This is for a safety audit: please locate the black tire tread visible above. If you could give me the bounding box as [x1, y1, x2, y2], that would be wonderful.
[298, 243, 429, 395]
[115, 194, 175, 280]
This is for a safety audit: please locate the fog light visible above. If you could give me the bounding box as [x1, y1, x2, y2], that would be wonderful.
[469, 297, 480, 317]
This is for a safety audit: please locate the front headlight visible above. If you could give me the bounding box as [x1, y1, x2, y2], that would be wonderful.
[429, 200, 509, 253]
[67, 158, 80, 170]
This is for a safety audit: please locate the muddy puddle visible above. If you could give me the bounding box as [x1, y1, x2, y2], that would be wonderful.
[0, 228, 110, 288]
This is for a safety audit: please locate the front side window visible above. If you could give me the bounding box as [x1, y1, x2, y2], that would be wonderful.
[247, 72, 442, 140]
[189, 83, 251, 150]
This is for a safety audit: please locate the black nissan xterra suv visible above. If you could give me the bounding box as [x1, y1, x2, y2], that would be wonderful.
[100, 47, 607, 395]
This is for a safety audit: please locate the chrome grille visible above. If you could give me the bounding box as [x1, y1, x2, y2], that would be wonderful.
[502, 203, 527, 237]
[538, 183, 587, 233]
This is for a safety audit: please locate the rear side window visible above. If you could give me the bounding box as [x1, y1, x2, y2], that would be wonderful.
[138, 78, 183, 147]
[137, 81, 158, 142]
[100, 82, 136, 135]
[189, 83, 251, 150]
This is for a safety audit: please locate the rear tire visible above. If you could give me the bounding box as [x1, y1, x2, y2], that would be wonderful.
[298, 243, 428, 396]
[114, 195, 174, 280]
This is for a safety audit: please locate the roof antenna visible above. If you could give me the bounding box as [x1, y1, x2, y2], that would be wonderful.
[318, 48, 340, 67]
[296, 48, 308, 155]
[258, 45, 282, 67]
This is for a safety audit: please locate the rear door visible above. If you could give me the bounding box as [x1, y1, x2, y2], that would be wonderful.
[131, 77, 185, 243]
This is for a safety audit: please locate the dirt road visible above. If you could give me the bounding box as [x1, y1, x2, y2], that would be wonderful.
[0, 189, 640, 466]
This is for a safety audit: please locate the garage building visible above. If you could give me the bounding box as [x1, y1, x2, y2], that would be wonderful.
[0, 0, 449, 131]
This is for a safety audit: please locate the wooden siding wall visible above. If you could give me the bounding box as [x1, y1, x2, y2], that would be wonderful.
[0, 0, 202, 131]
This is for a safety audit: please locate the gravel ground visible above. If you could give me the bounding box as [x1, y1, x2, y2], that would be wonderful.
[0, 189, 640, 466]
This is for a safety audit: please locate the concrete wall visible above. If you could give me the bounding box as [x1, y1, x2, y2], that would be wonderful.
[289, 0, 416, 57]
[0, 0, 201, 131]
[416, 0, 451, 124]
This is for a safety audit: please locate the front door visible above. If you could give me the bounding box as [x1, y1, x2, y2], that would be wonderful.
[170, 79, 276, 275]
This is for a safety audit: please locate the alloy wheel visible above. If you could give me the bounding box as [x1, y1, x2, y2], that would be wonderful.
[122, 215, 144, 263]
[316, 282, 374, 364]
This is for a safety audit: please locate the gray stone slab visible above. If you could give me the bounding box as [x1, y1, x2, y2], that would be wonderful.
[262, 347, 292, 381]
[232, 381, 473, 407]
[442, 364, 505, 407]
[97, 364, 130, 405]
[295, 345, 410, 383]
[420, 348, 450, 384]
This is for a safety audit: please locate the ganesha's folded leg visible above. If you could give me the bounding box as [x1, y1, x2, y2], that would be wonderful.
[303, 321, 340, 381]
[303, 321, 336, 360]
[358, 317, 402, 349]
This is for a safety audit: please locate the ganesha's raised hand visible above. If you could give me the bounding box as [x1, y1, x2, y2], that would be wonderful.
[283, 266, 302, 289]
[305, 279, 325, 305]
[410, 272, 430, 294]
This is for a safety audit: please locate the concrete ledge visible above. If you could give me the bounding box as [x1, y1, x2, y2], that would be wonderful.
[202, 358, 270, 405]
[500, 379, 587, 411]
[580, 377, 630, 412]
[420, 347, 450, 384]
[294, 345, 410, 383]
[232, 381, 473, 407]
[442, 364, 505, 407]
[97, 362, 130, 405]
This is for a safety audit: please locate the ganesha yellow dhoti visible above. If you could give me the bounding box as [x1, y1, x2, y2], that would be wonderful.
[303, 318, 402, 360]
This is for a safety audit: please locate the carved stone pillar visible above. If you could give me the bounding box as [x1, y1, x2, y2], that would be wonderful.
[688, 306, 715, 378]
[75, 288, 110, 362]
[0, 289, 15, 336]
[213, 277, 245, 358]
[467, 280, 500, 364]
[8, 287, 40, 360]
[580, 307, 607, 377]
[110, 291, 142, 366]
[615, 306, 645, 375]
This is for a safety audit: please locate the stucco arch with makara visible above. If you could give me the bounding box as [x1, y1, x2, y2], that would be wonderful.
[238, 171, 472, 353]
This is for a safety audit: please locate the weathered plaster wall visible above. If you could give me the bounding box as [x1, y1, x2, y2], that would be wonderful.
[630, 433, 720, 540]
◆ ◆ ◆ ◆ ◆ ◆ ◆
*THE TASK*:
Could you arrange every line of the records above into a Markdown table with the columns Row and Line, numbering each row and leaving out any blank lines?

*THE OUTPUT*:
| Row | Line |
|---|---|
| 1 | This is for a safety audit: please locate the black tire tread visible above. If you could give me the bounding box as [x1, y1, x2, y2], that would be wonderful. |
| 2 | [298, 243, 429, 395] |
| 3 | [115, 194, 175, 280] |
| 4 | This is for a safety audit: please locate the fog light visible above. If you could give me the bounding box as [x1, y1, x2, y2], that would be wonderful. |
| 5 | [469, 297, 480, 317] |
| 6 | This is for a safety audit: please locate the front headlight visible above. If you could give me the bounding box as [x1, y1, x2, y2], that would be wonderful. |
| 7 | [429, 200, 509, 253] |
| 8 | [67, 158, 80, 170] |
| 9 | This is for a safety audit: please locate the muddy puddle visible above. If you could give me the bounding box as [x1, y1, x2, y2], that would be wonderful. |
| 10 | [0, 228, 110, 288] |
| 11 | This is for a safety audit: please locate the front side window visible above. If you could give me the bounding box as [x1, y1, x2, y2], that would be wonderful. |
| 12 | [247, 72, 442, 140] |
| 13 | [189, 83, 251, 150] |
| 14 | This is for a safety audit: please locate the black nissan xterra suv visible above. If you could give me the bounding box as [x1, y1, x2, y2], that would be wonderful. |
| 15 | [100, 47, 607, 395] |
| 16 | This is for a safety audit: please locate the chrome grille visible above. If you could give me the bounding box as [x1, y1, x2, y2], that would be wonderful. |
| 17 | [502, 203, 527, 237] |
| 18 | [538, 183, 587, 233] |
| 19 | This is for a safety audit: please locate the rear side window visible above. If you could give me the bounding box as [x1, y1, x2, y2], that would be wonderful. |
| 20 | [138, 78, 183, 147] |
| 21 | [137, 81, 158, 142] |
| 22 | [100, 82, 136, 135] |
| 23 | [189, 83, 251, 150] |
| 24 | This is for a safety audit: please locate the rear tire visible above. If you could give me the bounding box as [x1, y1, x2, y2], that would be wonderful. |
| 25 | [298, 243, 428, 396] |
| 26 | [114, 195, 174, 280] |
| 27 | This is for a safety audit: please locate the roof antenna visible above. If you could give me the bounding box as [x1, y1, x2, y2], that would be wonderful. |
| 28 | [318, 48, 340, 67] |
| 29 | [296, 48, 308, 155] |
| 30 | [258, 45, 282, 67] |
| 31 | This is for a safety audit: please locate the rear door visible above. If you could give me the bounding box as [x1, y1, x2, y2], that would be wonderful. |
| 32 | [131, 77, 185, 243] |
| 33 | This is for a safety audit: please locate the dirt road visible above. If you could give me the bounding box as [x1, y1, x2, y2], that would be wonderful. |
| 34 | [0, 189, 640, 466] |
| 35 | This is for a safety audit: please locate the garage building visible above. If you could give me the bounding box as [x1, y1, x2, y2], that would be wonderful. |
| 36 | [0, 0, 449, 131] |
| 37 | This is for a safety audit: please locate the wooden siding wall visible above. If you could give me the bounding box as [x1, y1, x2, y2], that would be wonderful. |
| 38 | [0, 0, 202, 131] |
| 39 | This is for a safety audit: please locate the gravel ground visible above. If you could give me the bounding box as [x1, y1, x2, y2], that would be wonderful. |
| 40 | [0, 189, 640, 466] |
| 41 | This is for a safety audit: please locate the concrete wall visible above. If you could give me the bounding box as [x1, y1, x2, y2], that would be wonderful. |
| 42 | [289, 0, 416, 57] |
| 43 | [0, 0, 201, 131] |
| 44 | [416, 0, 451, 124] |
| 45 | This is for a safety audit: please locate the front door visible above. If you could give me the bounding box as [x1, y1, x2, y2], that would be wonderful. |
| 46 | [170, 79, 276, 275] |
| 47 | This is for a safety audit: please locate the alloy wheel visible above. If you could give me the bounding box as [x1, y1, x2, y2], that would be wonderful. |
| 48 | [122, 215, 144, 263] |
| 49 | [316, 282, 374, 364] |
| 50 | This is for a safety audit: please locate the gray stone slab visible above. If you could give me the bounding box as [x1, y1, x2, y2], that would be wonderful. |
| 51 | [262, 347, 292, 381] |
| 52 | [232, 381, 473, 407] |
| 53 | [442, 364, 505, 407] |
| 54 | [97, 364, 130, 405] |
| 55 | [295, 345, 410, 383] |
| 56 | [420, 348, 450, 384] |
| 57 | This is for a safety audit: please locate the ganesha's folded leg visible above. If you could give me the bounding box as [x1, y1, x2, y2], that would be wonderful. |
| 58 | [303, 321, 340, 381] |
| 59 | [303, 321, 336, 360] |
| 60 | [358, 317, 402, 349] |
| 61 | This is for a safety audit: please locate the ganesha's raised hand visible above. If you could give me the bounding box as [x1, y1, x2, y2], that would be wonderful. |
| 62 | [283, 266, 302, 289] |
| 63 | [305, 279, 325, 305] |
| 64 | [410, 272, 430, 294] |
| 65 | This is for a safety audit: please locate the concrete ledge visible above. If you could give me the bounding box as [x1, y1, x2, y2], that would be wonderful. |
| 66 | [202, 358, 270, 405] |
| 67 | [500, 379, 587, 411] |
| 68 | [580, 377, 630, 412] |
| 69 | [420, 347, 450, 384] |
| 70 | [294, 345, 410, 383] |
| 71 | [232, 381, 473, 407] |
| 72 | [442, 364, 505, 407] |
| 73 | [97, 362, 130, 405] |
| 74 | This is for a safety audit: please locate the ganesha yellow dhoti visible above. If you could give me the bounding box as [x1, y1, x2, y2], that would be wonderful. |
| 75 | [303, 318, 402, 360] |
| 76 | This is for a safety audit: please locate the carved stone pillar visible above. If you could give me the bounding box as [x1, y1, x2, y2], that would be wonderful. |
| 77 | [688, 306, 715, 378] |
| 78 | [75, 288, 110, 362] |
| 79 | [0, 289, 15, 336] |
| 80 | [213, 277, 245, 358] |
| 81 | [467, 280, 500, 364] |
| 82 | [8, 287, 40, 360] |
| 83 | [580, 307, 607, 377] |
| 84 | [110, 291, 142, 366] |
| 85 | [615, 306, 645, 375] |
| 86 | This is for a safety audit: please locate the stucco arch with makara visible above. If you could give me the bounding box as [x1, y1, x2, y2], that would be wonderful. |
| 87 | [238, 171, 472, 353] |
| 88 | This is for a safety audit: please locate the weathered plaster wall visible above. If you could give me the bounding box as [x1, y1, x2, y2], that would be wonderful. |
| 89 | [630, 433, 720, 540] |